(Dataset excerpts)
--

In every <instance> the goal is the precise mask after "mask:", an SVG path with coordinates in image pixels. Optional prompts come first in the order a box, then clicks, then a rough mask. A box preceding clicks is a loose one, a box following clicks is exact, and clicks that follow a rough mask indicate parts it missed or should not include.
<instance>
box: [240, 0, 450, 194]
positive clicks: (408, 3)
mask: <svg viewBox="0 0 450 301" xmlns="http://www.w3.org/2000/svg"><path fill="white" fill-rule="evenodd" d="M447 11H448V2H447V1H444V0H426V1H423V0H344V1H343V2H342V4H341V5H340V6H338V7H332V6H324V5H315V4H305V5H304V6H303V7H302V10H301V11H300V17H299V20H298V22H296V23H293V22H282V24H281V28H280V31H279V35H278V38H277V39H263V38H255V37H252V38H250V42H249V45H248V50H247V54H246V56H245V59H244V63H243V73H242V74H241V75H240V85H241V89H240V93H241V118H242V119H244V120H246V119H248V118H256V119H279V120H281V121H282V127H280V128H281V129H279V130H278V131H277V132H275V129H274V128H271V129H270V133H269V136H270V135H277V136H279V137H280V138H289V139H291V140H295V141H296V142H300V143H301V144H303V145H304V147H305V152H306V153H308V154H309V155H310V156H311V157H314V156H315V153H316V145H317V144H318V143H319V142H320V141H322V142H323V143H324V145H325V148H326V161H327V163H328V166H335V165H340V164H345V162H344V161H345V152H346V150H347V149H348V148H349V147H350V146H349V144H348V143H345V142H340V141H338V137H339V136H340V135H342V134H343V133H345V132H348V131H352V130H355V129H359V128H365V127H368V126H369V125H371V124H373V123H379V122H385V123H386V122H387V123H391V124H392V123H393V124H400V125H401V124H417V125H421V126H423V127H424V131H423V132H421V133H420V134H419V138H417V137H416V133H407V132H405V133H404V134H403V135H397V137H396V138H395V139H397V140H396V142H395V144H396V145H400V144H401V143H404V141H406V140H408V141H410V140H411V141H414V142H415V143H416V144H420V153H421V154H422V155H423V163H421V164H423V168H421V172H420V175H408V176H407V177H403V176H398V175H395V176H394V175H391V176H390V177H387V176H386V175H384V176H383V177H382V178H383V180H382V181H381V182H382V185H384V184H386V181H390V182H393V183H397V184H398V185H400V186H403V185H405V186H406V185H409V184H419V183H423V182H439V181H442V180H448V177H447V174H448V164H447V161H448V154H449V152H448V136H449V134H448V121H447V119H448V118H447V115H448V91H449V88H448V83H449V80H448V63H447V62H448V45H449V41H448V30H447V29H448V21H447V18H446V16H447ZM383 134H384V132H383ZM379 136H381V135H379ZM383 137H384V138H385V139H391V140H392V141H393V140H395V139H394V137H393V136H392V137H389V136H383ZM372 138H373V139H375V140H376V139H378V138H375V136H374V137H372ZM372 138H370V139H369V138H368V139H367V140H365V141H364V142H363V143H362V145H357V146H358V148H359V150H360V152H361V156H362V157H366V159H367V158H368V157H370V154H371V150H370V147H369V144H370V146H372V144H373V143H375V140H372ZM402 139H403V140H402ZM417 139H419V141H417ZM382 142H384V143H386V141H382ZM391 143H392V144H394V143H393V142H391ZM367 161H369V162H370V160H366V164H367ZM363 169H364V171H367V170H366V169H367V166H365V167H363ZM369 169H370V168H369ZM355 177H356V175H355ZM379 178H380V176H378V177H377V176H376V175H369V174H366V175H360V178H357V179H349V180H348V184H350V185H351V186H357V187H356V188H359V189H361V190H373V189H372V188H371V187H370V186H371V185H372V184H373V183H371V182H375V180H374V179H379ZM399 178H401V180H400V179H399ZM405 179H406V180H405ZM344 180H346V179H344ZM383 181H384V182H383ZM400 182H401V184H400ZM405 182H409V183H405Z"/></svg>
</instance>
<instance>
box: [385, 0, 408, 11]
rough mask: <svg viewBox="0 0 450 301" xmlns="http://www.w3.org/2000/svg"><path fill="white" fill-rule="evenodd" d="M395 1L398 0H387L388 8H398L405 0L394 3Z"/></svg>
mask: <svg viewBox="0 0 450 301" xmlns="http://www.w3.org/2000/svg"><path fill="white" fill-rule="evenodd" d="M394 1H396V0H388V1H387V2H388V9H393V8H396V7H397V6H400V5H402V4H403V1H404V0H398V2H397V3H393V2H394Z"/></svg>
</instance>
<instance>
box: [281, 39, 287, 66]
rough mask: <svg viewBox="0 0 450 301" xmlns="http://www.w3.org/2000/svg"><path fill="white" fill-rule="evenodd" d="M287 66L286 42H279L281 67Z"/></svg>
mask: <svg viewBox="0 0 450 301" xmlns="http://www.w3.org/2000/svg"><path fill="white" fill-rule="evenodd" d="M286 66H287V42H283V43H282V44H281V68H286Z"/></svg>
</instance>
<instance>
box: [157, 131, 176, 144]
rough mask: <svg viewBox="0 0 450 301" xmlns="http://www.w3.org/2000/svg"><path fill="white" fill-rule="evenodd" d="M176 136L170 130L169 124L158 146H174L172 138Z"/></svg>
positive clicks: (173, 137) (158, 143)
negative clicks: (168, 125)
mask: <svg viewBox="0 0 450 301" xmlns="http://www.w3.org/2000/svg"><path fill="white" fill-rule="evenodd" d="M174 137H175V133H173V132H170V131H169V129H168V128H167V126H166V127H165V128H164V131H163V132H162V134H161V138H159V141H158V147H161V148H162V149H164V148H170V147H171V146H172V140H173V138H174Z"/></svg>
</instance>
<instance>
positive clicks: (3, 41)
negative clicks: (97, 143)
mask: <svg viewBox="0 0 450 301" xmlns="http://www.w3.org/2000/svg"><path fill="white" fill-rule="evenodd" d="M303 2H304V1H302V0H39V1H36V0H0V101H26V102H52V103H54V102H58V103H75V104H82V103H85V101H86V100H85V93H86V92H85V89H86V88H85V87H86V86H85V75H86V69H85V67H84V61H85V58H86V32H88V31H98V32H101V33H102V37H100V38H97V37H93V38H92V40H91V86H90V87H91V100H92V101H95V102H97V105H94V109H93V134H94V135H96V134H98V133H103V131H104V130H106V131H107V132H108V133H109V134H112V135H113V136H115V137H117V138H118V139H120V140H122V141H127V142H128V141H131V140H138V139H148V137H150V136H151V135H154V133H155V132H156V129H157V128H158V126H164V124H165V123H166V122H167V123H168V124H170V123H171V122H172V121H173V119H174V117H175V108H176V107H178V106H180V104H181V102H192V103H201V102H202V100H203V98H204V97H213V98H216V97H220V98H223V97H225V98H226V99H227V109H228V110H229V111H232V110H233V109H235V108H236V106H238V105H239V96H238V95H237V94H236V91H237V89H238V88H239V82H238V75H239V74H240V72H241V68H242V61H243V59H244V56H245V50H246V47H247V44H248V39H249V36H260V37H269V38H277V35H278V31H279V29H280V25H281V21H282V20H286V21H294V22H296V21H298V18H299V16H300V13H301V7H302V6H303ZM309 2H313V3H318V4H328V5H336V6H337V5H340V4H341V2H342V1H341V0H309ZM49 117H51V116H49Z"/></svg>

--

DIRECTIONS — Repeat only the lines above, from the first line of the entries through the line that contains "box: [240, 0, 450, 194]", including both ends.

RESPONSE AREA —
In every <instance> the goal is the precise mask after "mask:", an SVG path with coordinates in image pixels. Optional prompts come first in the order a box, then clicks, then a rough mask. A box preceding clicks is a loose one, a box following clicks is exact, and clicks that follow a rough mask indicate parts it missed or should not include.
<instance>
box: [240, 0, 450, 194]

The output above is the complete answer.